• _Work order_: Lines with "window" in them are to be located in the listing below and copied.

• _Record excerpts_:
-*-

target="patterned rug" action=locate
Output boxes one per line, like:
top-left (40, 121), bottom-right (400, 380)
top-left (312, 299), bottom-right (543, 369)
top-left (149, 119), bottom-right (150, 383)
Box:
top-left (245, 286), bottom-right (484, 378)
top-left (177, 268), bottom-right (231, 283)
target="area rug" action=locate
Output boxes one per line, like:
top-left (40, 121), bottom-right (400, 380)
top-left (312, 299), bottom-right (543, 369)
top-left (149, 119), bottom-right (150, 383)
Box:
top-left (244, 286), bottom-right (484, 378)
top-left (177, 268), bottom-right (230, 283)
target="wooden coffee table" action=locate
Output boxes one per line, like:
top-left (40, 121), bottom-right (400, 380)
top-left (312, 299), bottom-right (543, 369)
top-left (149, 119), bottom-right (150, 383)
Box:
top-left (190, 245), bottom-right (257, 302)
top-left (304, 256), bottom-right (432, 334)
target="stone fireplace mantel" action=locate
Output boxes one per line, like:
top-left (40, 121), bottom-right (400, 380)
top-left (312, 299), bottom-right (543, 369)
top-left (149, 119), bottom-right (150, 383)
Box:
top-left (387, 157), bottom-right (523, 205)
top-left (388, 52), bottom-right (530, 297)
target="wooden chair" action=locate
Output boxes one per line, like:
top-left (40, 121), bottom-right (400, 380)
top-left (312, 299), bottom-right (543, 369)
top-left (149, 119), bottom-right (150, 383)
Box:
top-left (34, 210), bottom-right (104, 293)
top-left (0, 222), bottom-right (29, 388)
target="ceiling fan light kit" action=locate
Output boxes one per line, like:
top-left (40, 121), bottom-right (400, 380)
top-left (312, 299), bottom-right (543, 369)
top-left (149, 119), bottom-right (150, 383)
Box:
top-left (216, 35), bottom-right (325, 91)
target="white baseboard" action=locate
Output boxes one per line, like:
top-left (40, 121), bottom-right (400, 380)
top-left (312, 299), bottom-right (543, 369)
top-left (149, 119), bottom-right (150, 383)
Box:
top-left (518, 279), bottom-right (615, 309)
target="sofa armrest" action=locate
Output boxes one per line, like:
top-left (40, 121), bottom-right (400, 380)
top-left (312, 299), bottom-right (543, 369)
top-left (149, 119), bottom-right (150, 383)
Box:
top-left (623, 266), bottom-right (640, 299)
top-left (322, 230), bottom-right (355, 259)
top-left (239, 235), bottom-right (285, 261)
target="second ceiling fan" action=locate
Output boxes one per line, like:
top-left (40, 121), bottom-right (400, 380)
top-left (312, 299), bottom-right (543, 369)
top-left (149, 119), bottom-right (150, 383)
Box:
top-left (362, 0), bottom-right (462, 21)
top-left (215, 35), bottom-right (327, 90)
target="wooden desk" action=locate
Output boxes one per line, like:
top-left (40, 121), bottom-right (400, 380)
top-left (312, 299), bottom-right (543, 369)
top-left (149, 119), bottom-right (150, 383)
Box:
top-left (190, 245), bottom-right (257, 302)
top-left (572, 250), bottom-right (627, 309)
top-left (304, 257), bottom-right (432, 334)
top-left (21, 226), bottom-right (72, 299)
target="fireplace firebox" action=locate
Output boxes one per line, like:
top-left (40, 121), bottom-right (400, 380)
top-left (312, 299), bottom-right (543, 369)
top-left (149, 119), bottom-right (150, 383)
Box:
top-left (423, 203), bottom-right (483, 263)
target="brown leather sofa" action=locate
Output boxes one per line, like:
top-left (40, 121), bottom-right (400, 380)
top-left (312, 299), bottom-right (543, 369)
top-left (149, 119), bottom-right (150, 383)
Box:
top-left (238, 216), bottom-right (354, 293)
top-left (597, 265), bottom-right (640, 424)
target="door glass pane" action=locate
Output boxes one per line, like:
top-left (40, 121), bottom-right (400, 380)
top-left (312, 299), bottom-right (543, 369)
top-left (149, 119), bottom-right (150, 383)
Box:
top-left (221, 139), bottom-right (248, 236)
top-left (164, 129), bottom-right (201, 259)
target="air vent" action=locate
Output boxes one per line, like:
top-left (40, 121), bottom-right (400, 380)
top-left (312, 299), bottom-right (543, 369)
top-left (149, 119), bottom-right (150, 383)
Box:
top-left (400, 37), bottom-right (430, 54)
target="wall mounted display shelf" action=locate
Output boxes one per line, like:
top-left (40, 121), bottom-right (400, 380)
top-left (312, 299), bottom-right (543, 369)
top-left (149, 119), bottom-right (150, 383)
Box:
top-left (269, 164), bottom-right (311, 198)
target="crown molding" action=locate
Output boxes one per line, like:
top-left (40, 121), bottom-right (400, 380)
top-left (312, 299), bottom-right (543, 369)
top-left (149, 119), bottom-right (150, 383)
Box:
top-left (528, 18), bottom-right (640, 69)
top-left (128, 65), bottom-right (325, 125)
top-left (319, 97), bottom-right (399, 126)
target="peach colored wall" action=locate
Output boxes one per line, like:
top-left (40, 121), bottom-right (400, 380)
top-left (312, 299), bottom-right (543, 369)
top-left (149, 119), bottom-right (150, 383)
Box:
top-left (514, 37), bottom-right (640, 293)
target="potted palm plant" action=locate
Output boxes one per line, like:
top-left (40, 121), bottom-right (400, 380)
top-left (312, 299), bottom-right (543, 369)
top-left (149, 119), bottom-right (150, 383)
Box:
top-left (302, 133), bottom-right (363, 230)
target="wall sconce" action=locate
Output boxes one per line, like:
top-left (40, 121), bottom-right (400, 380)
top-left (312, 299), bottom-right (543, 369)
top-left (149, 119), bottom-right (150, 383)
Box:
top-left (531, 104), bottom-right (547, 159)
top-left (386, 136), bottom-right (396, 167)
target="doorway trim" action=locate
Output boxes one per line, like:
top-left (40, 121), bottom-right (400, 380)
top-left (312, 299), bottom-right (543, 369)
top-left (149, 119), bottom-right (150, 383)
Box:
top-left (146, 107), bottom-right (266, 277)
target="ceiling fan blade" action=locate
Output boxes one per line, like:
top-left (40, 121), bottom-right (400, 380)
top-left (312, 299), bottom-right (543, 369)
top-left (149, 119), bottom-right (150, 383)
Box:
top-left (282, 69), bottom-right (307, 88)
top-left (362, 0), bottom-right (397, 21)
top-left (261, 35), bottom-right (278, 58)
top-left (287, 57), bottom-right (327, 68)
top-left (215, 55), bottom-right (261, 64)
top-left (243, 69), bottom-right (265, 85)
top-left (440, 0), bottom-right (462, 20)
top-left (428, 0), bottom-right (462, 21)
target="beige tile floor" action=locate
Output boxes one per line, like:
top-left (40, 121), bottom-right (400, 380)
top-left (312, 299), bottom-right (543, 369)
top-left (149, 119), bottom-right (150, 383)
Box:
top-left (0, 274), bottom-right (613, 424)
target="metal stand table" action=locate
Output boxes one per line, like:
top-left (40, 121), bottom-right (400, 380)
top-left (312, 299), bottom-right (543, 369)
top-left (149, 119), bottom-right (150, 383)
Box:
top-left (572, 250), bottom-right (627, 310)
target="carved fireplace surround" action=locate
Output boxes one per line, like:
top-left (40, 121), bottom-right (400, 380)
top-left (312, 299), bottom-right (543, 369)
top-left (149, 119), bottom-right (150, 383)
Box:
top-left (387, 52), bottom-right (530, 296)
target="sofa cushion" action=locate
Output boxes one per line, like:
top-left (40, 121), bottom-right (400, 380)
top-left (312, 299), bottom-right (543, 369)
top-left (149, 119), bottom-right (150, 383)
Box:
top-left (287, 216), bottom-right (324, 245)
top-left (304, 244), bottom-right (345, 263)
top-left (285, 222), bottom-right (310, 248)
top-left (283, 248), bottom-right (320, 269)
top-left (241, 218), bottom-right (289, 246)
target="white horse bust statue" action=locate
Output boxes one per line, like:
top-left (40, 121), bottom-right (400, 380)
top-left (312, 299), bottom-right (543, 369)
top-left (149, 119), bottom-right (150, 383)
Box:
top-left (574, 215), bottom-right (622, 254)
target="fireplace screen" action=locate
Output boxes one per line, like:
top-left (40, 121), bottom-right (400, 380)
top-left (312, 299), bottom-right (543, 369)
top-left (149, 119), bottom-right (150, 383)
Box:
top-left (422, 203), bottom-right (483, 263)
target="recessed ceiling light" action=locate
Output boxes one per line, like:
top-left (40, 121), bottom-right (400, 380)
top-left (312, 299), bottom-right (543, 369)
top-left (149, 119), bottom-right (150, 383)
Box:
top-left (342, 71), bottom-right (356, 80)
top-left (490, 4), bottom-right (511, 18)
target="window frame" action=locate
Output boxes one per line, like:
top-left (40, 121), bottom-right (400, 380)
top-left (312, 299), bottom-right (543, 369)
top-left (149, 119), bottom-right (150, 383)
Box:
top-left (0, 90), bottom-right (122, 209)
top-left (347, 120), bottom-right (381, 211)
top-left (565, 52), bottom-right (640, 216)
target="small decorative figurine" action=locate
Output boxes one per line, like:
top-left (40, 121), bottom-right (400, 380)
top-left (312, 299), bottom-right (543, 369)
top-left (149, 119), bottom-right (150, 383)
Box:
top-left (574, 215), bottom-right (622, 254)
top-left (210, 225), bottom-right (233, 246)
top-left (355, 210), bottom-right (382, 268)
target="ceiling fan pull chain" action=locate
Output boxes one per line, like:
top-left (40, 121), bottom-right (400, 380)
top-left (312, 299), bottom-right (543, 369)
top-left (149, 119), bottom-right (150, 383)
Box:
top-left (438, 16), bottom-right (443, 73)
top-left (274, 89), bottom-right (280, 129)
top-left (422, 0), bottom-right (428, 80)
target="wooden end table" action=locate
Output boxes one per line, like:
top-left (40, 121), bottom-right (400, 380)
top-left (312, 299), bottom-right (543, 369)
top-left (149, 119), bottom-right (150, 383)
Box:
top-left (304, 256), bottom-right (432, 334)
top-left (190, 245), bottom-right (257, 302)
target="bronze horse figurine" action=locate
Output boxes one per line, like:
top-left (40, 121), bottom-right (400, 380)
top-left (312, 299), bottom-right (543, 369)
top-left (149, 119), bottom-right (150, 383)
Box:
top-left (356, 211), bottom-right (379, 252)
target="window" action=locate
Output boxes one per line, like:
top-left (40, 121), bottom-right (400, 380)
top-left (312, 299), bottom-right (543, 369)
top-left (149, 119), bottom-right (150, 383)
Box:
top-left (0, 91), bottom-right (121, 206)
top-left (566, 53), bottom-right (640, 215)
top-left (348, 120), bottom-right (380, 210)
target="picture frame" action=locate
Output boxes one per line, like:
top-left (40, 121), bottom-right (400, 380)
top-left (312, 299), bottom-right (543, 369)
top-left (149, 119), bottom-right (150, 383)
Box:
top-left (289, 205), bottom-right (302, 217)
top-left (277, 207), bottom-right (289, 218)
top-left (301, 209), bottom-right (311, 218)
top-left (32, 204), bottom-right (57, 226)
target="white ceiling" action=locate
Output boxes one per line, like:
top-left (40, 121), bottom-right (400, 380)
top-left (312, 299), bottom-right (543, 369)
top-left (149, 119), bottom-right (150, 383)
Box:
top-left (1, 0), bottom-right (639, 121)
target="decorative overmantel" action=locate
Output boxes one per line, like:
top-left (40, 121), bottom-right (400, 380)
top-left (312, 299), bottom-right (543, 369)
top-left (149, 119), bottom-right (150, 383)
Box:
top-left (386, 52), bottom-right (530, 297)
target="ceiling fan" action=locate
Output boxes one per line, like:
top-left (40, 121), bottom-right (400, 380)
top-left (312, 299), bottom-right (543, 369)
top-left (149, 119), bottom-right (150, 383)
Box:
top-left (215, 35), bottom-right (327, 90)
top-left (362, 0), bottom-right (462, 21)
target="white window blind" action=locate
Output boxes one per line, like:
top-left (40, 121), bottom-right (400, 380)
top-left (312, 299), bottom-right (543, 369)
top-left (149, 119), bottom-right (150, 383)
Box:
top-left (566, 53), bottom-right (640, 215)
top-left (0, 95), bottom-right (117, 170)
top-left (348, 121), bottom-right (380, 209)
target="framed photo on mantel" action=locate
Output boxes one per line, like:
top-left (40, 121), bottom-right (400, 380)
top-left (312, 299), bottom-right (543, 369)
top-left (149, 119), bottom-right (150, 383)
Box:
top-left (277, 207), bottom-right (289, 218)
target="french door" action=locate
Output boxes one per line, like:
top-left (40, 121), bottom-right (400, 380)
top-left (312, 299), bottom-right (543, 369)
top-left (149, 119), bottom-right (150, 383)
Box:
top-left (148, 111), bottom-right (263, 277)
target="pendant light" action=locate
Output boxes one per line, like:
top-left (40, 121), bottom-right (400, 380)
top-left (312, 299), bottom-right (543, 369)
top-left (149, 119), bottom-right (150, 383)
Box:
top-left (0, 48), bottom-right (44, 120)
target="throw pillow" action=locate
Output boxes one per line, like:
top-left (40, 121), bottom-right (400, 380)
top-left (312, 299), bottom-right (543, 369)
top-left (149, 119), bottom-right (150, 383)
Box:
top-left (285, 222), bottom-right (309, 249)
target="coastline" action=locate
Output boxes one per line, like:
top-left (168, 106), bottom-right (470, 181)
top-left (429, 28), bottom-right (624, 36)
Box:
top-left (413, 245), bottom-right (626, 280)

-*-

• _Exercise answer_:
target="window frame" action=locate
target="window" action=locate
target="white window blind" action=locate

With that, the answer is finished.